- ЧТО НУЖНО СДЕЛАТЬ -
A – Изложите текст о Цицероне в двух предложениях.
B – Продолжите текст о Цицероне, начав сразу после его последнего предложения.

- ТЕКСТ ДЛЯ ЧТЕНИЯ -
========================
Поэтому как никто, кажется, до него и мало кто после него, подчеркивал Цицерон нравственные аспекты общественно-политической деятельности, ее обязательное соответствие законам государства и законам божественным. Обосновывая необходимость предоставления чрезвычайных полномочий Помпею, он говорит об особой божественной благодати, которая должна отличать каждого государственного руководителя, достойного этого имени. О нравственной природе власти говорится в обращенных к Цезарю речах 40-х годов «В защиту Лигария» и «В защиту царя Дейотара». Сочетание верности римской традиции, чувства ответственности перед народом и нравственного достоинства — обязательные черты того верховного правителя Рима, образ которого намечен в диалоге «О государстве» и который на последующие полтора столетия сохранит значение идеала и нормы для первых принцедсов от Августа до Тита. Цицерон бесконечно говорил о торжестве закона и законности, о бесстрастии, неподкупности и непреложности этой главной силы подлинной и свободной республики. Он посвятил специальное сочинение, трактат «Об обязанностях», характеристике высших моральных ценностей римского общества и обратился с этим сочинением к сыну, дабы утвердить и следующие поколения на пути добродетели. Даже римские социальные микромножества представляются Цицерону допустимыми и оправданными лишь в том случае, если в основе личных связей лежит служение государству и гражданская доблесть — об этом идет речь в позднем диалоге «Лелий, или © дружбе». Цицерон — теоретик и защитник нравственной природы государства и государственной деятельности, наверное, самый красноречивый моралист из римских политиков.

И в то же время никто, кажется, из моралистов среди римских политиков до него и мало кто после него не нарушал столь часто принципы морали, которые проповедовал, из честолюбия, ради утверждения своей политической программы, а главное — ради самого принципа политической деятельности, цель которой — победа и успех и которая даже по самым высоким соображениям отсыпаться от этой цели не может. Но между аморальным поведением «во имя высших целей» и аморальным поведением во имя собственных интересов граница очень зыбкая. Цицерон всю жизнь отстаивал принцип согласия сословий, ибо только в единении всех сил государства полагал возможность сохранить республику с ее традициями и ценностями, но во имя осуществления этой программы шел на политические интриги, на сомнительные, а то и просто противозаконные сделки, которые не оставляли и следа от морального содержания самой программы; так было, когда он произносил речи в защиту Фонтея или Гая Рабирия, так выглядит многое в Филиппинах. В книге П. Грималя описан также ряд случаев, когда Цицерон добровольно или вынужденно брался защищать людей, которых ранее сам же разоблачал как насильников, грабителей, подлых интриганов, как в середине 50-х годов, когда после возвращения из изгнания он выступал адвокатом им же некогда заклейменных Габиния и Ватиния. Красноречивый защитник неподкупности судов и судебных ораторов, он систематически нарушал, находя для этого разнообразные и хитроумные способы, старинный Цип-циев закон, запрещавший судебным ораторам получать денежные вознаграждения от подзащитных. Так было, например, в процессе Корнелия Суллы.
========================
- ИЗВЛЕЧЁННЫЙ МАТЕРИАЛ -
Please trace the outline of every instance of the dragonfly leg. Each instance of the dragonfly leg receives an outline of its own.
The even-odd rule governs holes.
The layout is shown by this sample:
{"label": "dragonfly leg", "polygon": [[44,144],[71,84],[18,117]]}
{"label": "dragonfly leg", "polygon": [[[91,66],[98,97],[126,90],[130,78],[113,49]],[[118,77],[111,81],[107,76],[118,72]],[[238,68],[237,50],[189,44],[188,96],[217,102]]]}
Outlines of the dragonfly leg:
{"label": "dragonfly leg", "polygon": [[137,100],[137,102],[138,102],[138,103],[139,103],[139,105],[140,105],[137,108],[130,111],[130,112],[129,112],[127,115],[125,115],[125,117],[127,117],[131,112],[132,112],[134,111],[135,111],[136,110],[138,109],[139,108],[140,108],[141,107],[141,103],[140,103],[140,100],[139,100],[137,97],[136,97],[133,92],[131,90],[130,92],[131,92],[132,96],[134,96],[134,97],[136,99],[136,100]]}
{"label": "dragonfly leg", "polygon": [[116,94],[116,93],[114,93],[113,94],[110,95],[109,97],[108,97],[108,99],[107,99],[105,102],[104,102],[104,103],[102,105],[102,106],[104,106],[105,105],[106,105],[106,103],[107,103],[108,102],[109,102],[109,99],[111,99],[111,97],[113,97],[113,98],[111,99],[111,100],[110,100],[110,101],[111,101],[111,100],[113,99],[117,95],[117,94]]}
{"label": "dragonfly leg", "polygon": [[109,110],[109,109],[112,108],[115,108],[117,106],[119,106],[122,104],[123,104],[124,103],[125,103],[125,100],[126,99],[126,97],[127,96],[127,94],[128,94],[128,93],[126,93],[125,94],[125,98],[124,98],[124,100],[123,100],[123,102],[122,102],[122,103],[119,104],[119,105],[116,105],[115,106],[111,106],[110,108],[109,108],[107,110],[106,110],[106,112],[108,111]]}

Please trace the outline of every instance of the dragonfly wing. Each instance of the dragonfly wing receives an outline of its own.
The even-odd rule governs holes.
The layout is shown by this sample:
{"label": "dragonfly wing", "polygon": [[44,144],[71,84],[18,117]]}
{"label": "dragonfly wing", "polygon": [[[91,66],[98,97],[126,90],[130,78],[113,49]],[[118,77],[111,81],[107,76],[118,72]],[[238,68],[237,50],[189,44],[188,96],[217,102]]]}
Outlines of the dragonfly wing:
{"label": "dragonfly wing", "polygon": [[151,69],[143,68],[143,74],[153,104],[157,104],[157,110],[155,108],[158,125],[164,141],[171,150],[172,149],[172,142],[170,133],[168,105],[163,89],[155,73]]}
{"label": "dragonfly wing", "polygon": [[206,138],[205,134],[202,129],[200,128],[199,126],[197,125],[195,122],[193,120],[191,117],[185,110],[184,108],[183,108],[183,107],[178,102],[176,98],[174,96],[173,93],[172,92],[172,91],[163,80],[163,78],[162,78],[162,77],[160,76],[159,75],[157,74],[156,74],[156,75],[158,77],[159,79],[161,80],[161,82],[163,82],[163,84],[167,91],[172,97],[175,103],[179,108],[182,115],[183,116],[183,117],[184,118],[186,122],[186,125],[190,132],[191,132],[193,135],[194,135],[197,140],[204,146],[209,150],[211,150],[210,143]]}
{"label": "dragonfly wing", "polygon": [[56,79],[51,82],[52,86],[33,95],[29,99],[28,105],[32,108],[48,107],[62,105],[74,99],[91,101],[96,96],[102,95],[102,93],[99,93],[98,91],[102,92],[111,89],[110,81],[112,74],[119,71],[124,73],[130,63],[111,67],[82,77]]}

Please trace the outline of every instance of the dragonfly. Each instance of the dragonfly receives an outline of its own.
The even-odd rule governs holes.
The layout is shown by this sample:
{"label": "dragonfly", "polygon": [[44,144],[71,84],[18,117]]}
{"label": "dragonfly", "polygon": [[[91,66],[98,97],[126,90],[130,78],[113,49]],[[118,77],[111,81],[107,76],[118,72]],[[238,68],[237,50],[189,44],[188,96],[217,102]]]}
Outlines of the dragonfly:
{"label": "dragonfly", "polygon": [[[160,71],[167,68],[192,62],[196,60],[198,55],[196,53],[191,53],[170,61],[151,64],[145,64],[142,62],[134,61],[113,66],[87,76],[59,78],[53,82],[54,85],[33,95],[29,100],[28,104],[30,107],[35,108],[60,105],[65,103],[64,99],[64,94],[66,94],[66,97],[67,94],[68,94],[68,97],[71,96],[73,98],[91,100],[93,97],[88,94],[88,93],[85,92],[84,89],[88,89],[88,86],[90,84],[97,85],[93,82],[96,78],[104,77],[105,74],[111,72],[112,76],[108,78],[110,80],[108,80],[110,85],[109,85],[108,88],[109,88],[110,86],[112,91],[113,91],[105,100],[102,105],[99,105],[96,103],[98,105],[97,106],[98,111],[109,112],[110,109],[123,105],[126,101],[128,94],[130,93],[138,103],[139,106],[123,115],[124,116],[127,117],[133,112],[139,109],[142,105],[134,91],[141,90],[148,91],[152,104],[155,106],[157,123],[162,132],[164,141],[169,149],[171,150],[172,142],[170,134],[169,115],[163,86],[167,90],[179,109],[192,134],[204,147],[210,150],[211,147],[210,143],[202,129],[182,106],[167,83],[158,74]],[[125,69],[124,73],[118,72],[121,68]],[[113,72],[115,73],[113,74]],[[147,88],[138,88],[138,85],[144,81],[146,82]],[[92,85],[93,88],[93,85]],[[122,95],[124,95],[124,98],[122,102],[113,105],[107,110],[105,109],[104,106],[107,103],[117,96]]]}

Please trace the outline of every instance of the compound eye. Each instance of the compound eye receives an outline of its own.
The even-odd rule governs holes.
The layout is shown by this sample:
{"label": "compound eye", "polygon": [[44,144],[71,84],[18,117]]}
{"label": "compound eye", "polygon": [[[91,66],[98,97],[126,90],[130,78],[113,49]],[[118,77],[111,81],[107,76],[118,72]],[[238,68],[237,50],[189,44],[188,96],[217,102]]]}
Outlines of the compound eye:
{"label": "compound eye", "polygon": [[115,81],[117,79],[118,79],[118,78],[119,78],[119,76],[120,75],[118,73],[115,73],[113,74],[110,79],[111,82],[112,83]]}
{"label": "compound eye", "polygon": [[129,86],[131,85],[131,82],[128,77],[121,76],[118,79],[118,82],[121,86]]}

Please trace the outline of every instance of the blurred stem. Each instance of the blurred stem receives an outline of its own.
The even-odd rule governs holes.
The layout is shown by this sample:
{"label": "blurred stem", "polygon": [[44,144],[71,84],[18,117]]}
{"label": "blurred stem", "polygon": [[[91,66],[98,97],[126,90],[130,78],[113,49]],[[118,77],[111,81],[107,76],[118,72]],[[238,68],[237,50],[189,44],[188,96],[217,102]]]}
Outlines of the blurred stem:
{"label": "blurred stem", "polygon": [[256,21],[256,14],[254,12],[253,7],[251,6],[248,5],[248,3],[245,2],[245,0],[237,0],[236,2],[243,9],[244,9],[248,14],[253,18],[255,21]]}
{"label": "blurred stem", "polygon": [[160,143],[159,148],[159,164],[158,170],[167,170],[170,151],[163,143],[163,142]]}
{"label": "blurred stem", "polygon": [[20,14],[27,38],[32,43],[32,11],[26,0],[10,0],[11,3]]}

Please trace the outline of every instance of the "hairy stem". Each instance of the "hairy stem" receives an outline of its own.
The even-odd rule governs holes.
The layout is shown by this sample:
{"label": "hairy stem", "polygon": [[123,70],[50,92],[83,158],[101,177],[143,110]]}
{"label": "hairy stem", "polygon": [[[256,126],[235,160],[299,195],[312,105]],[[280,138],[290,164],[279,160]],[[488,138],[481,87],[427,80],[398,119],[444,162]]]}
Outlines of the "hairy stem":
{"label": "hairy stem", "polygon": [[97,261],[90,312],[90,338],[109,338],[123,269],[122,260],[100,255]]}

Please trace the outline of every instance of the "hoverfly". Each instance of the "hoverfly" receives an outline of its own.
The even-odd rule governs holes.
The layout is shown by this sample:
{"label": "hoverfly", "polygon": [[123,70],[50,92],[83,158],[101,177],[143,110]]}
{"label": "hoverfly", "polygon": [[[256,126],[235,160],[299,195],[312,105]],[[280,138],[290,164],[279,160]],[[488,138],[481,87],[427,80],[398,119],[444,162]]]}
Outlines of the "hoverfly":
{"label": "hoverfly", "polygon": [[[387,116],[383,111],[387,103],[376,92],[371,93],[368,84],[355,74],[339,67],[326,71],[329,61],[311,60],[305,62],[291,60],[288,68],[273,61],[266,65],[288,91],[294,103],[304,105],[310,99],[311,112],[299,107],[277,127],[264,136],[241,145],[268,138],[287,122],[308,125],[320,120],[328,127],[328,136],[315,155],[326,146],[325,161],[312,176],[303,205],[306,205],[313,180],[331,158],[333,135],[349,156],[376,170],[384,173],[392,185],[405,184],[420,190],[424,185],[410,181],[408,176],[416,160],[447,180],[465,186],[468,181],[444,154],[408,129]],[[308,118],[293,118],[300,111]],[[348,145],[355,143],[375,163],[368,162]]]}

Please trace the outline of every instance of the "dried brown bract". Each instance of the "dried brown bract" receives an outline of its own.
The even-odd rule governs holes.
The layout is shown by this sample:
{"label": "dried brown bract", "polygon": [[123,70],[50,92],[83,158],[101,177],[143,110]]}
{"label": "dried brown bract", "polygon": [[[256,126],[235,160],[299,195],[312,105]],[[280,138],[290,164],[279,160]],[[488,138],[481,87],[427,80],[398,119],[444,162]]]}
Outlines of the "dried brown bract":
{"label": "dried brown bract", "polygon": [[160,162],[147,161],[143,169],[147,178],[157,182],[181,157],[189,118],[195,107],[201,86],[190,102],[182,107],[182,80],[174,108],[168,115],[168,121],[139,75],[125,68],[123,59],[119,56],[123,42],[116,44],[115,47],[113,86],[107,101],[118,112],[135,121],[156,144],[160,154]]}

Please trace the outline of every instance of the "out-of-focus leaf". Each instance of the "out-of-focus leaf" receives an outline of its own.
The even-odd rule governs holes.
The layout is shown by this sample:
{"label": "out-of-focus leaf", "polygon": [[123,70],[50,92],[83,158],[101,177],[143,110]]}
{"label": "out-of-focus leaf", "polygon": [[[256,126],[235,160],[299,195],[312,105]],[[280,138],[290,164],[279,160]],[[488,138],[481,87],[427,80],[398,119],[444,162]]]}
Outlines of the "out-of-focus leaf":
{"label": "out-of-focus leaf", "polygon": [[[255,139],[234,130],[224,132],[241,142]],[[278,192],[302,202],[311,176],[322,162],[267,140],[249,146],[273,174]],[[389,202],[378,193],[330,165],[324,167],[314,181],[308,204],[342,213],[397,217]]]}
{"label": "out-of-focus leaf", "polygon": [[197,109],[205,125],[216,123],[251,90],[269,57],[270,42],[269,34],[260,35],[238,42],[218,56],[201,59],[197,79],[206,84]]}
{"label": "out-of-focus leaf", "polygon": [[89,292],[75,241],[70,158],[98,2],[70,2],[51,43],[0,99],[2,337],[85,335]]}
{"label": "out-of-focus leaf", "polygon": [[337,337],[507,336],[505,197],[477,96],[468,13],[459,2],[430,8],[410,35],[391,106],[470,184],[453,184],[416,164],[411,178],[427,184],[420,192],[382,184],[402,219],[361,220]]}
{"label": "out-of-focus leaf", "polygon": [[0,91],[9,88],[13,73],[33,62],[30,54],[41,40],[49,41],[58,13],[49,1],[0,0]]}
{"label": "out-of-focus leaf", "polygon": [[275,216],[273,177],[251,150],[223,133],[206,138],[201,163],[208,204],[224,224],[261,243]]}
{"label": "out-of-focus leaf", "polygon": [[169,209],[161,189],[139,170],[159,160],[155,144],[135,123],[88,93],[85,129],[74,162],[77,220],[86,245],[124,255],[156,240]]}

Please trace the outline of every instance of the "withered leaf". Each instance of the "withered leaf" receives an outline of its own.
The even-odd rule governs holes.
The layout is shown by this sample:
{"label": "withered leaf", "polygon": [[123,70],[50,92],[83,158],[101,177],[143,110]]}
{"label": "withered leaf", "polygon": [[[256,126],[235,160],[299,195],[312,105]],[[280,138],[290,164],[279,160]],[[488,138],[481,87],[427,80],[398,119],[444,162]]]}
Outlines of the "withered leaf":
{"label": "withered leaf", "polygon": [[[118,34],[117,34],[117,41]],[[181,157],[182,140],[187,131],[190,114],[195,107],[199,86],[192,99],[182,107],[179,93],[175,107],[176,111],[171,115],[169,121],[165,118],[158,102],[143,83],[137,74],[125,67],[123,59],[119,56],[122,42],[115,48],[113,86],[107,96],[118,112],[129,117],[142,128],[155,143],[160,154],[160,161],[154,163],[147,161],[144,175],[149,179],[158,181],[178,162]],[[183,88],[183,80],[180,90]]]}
========================
- ОТВЕТЫ К УПРАЖНЕНИЮ -
A – Цицерон, как мало кто из римских политиков, подчеркивал нравственную природу государства и государственной деятельности, говорил о торжестве закона и законности и посвятил высшим моральным ценностям римского общества трактат «Об обязанностях». Вместе с тем он часто нарушал проповедуемые им принципы морали: ради своей программы шел на политические интриги и сомнительные сделки, защищал людей, которых прежде сам разоблачал, и систематически нарушал закон, запрещавший судебным ораторам получать денежные вознаграждения от подзащитных.

B –
Какой же из двух Цицеронов подлинный — защитник высоких духовных норм государственной жизни или хитрый и трусливый интриган? Французские революционеры эпохи Конвента и якобинской диктатуры, русские декабристы видели в Цицероне воплощение исторического и нравственного величия Римской республики. «Ив Цицероне мной не консул — сам он чтим За то, что им спасен от Катилины Рим», — писал Рылеев. В ту же эпоху, однако, нравственный пафос речей и трактатов Цицерона уже начинал восприниматься как далекая от жизни или лицемерная декламация, скрывающая в лучшем случае политическую наивность, а в худшем — обыкновенное корыстолюбие. Подобный взгляд получил подтверждение и развитие в академической историографии Древнего Рима (прежде всего немецкой) и сохранял свою силу вплоть до середины нашего столетия. Перелом произошел в 1930—1950-е годы, когда сначала в коллективной статье многотомной международно авторитетной «Реальной энциклопедии классической древности», а потом в трудах ряда крупных ученых (прежде всего покойного Карла Бюхнера) акценты оказались переставленными, и на первый план снова вышли высокие духовные и нравственные достоинства самого Цицерона и дела, которое он делал, — его противостояние темным погромным силам общества, создание европейской либеральной традиции, неприязненно настороженное отношение к единоличной власти.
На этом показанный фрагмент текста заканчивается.